Provided passage
——
Just as some ideas as to what's possible. I'm not sure how we do this
stuff under the covers, but it's all pure pyGTK.

- -dave


Greg Ewing wrote:
> If I understand correctly, firstly you're trying to create a kind
> of graphical GUI-building environment, but using your own unique
> kinds of widgets rather than the standard ones.
>
> It's hard to say what would be the best way to go about it. Basing
> each of your pseudo-widgets on an actual gtk widget would buy you
> some things -- a parent-child hierarchy, nested coordinate systems
> and clipping, and handling input events. But you may end up
> fighting against gtk in various ways, in order to handle things
> like dragging widgets from one container to another, which really
> needs to be managed by something outside the widget that was
> clicked on.
>
> Also, if you're going to want transparency or nonrectangular shaped
> widgets, you may find a real gtk widget to be too restrictive. And
> if you try to have thousands of widgets, I wouldn't be surprised if
> things get bogged down. A gtk widget is a fairly heavyweight thing,
> involving a Python object, a gtk object, and some state in the X
> server that all need to be coordinated.
——
Dataset content
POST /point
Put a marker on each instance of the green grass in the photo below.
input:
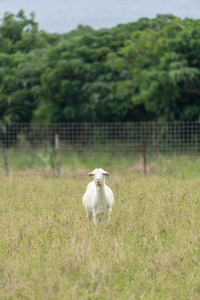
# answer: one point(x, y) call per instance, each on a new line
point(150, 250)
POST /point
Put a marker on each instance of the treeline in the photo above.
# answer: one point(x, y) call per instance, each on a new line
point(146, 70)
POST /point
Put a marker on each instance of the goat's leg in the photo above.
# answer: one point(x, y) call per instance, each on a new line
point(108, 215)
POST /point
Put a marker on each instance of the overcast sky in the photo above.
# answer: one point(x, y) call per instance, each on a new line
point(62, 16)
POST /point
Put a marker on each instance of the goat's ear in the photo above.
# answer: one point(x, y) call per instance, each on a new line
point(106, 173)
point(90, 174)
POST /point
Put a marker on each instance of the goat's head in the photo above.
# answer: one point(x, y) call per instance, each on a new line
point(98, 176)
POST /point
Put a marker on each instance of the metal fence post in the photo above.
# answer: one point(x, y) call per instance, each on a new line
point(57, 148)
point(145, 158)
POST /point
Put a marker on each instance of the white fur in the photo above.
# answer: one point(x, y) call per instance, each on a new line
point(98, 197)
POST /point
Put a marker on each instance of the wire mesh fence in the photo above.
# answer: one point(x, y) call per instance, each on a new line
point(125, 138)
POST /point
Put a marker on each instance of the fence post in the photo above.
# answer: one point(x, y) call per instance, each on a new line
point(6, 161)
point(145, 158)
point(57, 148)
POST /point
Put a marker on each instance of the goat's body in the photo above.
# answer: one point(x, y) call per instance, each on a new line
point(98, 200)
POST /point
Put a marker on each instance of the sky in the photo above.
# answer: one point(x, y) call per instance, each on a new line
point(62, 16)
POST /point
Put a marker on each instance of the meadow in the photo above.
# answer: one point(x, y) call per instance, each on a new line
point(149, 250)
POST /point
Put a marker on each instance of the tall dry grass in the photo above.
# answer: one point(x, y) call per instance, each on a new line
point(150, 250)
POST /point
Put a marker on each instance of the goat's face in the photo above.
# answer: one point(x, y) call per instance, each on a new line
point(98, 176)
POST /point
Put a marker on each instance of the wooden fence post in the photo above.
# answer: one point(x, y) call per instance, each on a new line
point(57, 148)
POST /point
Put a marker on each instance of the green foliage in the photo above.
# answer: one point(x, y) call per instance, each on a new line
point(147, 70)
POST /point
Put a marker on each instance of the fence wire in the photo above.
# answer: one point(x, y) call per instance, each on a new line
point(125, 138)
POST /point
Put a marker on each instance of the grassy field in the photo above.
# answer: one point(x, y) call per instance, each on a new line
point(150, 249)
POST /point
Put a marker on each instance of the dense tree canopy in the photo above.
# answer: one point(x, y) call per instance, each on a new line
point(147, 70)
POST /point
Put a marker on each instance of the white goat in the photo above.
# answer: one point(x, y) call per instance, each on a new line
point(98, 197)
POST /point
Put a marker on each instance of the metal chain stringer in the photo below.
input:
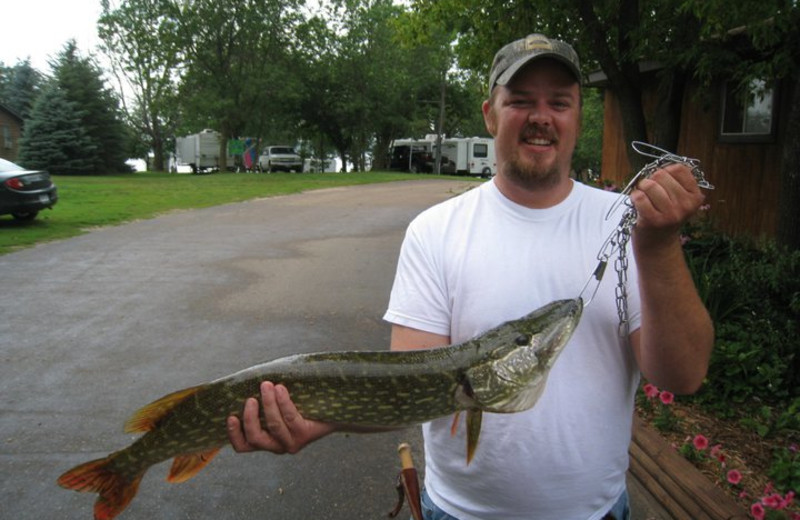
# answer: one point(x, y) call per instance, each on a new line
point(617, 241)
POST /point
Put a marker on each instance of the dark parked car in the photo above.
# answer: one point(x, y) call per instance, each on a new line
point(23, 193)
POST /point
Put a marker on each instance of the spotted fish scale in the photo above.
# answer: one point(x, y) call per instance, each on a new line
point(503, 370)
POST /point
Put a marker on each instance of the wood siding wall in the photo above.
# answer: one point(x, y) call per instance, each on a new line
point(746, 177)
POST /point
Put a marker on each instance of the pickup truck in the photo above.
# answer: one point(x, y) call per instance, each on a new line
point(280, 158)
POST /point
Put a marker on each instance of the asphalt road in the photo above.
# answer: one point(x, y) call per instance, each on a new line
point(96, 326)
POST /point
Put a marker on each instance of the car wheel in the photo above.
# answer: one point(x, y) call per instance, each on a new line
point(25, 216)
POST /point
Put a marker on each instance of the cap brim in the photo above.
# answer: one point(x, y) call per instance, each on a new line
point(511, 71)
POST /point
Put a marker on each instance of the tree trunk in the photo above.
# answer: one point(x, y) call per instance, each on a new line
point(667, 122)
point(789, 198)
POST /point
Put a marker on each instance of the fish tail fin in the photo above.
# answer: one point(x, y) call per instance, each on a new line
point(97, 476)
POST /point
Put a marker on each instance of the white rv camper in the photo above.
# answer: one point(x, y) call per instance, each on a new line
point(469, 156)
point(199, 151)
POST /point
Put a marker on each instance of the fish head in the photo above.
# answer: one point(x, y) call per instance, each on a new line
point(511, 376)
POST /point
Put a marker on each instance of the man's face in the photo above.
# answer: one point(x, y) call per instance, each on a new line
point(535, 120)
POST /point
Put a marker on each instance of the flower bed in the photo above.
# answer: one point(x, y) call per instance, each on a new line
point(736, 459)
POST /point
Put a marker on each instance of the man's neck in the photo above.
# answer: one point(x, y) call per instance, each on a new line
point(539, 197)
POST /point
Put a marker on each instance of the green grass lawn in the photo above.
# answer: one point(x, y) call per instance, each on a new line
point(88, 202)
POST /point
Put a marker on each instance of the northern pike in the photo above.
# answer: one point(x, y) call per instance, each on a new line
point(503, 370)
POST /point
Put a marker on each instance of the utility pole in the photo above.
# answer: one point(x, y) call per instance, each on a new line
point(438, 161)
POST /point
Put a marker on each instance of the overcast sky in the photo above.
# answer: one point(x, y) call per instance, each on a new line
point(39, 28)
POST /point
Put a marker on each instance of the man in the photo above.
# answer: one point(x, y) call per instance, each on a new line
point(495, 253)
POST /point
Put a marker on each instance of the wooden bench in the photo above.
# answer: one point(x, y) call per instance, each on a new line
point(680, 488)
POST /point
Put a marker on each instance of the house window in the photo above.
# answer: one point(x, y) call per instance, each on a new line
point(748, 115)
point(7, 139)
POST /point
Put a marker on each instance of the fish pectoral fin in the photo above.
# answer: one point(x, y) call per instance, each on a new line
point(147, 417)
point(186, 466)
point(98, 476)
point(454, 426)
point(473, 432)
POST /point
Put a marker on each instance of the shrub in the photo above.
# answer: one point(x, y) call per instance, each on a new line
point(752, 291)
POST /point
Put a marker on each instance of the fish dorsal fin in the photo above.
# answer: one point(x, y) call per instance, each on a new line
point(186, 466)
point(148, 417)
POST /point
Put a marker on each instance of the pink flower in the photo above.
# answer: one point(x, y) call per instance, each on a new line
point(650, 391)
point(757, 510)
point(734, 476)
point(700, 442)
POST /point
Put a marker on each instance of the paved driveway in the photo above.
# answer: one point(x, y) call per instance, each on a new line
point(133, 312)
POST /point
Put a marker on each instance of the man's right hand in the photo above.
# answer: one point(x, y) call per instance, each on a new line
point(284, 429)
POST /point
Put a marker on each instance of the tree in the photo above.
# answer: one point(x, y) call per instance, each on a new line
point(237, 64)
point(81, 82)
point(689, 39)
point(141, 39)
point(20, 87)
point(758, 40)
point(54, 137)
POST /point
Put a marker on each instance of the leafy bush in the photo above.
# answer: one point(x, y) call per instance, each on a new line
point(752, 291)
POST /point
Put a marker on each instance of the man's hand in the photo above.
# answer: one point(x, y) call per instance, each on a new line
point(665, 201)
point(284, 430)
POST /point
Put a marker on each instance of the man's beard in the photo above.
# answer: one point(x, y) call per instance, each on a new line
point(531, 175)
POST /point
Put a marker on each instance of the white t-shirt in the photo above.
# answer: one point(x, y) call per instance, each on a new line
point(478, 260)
——
Work to do
A. Write out the pyGTK widget message from "Just as some" up to and including "the standard ones.".
B. Continue the message about gtk widgets past its last sentence.

Answers given
A.
Just as some ideas as to what's possible. I'm not sure how we do this
stuff under the covers, but it's all pure pyGTK.

- -dave


Greg Ewing wrote:
> If I understand correctly, firstly you're trying to create a kind
> of graphical GUI-building environment, but using your own unique
> kinds of widgets rather than the standard ones.

B.
>
> Donn wrote:
>> Can one have "living" visual objects without making them
>> "widgets"?
>
> At some level, yes, of course -- you can draw whatever you want and
> handle input events however you want.
>
> The question is whether the freedom you get from doing it all
> yourself is worth the extra effort it would take. I've never tried
> to do anything like this with gtk, so I'm not really sure how all
> the tradeoffs would work out.
>
> Either way, it sounds like a fairly major project, and one that
> will be bending gtk in ways it wasn't really designed to go. It
> might be better to get some experience using gtk in the normal way
> before diving into this.
>
> You might also want to look at PythonCard, which I haven't seen,
> but from what I've heard it may be doing something along similar
> lines. It's based on wxPython rather than gtk, but there might be
> some ideas in it that you could use.
>
>> I realize it's counter to where GUI's go at the moment
>
> I don't want to discourage you -- a Flash-like environment sounds
> like it would be a cool thing to have -- but as a GUI for a mundane
> application, it's probably not a good idea to depart too far from
> the platform standards. If it's too weird and wonderful, it will
> tend to repel users rather than attract them!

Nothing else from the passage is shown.